### YOUR TASK
The answer must consist of every line in the data that contains "outlet".

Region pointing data
━━━
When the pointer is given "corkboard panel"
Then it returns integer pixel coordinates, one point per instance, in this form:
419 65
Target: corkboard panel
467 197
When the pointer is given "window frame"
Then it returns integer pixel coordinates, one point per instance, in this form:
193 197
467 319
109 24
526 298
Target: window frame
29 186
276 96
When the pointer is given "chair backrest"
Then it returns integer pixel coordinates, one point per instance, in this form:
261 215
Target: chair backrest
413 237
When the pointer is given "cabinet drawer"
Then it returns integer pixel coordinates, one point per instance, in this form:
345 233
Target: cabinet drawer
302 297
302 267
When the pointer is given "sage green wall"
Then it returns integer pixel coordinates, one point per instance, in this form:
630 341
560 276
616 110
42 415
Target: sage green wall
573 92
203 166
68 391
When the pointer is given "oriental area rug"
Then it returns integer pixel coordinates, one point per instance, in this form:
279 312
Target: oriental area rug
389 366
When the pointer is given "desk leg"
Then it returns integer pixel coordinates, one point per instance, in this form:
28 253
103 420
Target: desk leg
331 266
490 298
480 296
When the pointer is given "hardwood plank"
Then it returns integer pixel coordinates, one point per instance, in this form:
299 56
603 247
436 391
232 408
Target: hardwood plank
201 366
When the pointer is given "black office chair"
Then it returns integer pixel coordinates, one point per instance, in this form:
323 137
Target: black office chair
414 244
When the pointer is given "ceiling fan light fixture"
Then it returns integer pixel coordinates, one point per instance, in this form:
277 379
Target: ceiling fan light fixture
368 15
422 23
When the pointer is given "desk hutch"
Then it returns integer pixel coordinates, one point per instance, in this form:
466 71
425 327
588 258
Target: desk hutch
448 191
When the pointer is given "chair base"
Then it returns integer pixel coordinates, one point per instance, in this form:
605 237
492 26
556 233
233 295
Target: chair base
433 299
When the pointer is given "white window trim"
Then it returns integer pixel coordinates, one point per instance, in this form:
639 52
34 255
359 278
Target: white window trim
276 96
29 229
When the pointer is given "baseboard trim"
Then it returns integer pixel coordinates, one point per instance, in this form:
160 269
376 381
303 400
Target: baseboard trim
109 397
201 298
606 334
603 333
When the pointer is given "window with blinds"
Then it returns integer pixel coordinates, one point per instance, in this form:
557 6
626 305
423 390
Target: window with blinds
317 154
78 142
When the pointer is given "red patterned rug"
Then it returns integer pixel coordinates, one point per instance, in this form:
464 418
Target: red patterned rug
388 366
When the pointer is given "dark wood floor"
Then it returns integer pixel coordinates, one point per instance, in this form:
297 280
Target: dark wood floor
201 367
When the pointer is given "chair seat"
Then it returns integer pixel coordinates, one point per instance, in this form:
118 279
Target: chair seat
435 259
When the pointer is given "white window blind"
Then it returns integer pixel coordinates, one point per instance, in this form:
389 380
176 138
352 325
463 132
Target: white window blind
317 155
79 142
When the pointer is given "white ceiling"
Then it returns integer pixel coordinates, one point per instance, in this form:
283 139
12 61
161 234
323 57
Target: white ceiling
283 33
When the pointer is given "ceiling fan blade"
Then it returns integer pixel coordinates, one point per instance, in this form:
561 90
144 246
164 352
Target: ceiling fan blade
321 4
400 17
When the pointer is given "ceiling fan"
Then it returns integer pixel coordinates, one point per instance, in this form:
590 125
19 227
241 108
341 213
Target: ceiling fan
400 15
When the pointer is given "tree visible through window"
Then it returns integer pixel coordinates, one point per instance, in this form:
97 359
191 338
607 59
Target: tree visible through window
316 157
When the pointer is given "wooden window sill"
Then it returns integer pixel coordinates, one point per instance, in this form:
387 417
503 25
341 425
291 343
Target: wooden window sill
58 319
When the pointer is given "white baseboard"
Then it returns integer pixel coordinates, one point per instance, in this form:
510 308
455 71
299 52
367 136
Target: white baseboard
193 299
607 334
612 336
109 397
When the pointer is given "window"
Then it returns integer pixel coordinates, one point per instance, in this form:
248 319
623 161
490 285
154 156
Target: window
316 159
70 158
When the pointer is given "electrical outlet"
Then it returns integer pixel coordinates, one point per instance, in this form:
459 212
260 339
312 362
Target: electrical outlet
━━━
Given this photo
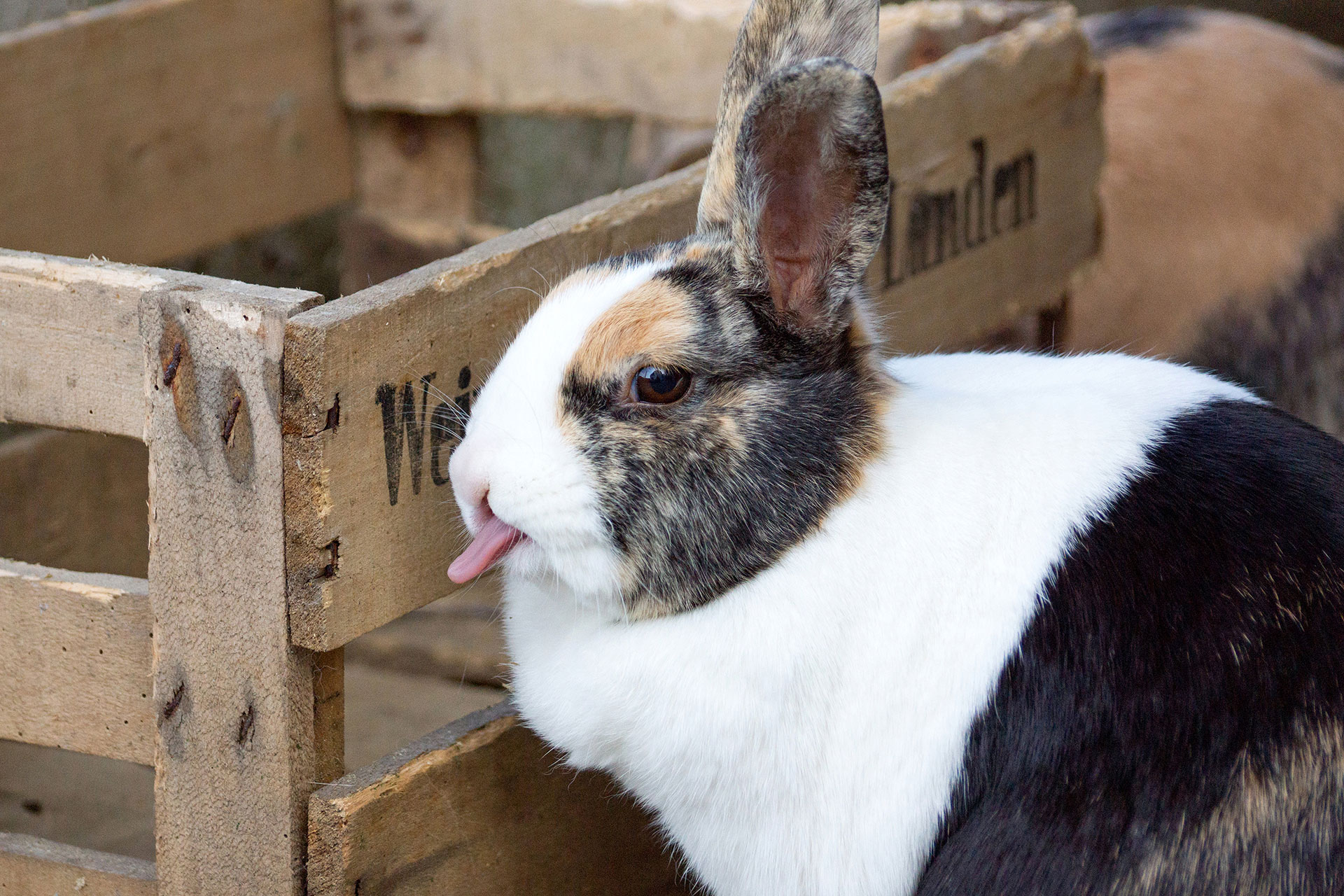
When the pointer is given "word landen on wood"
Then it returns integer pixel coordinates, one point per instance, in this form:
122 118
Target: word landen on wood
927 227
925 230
━━━
### EXERCISE ANSWER
When the pointer is given "electrical outlet"
Target: electrical outlet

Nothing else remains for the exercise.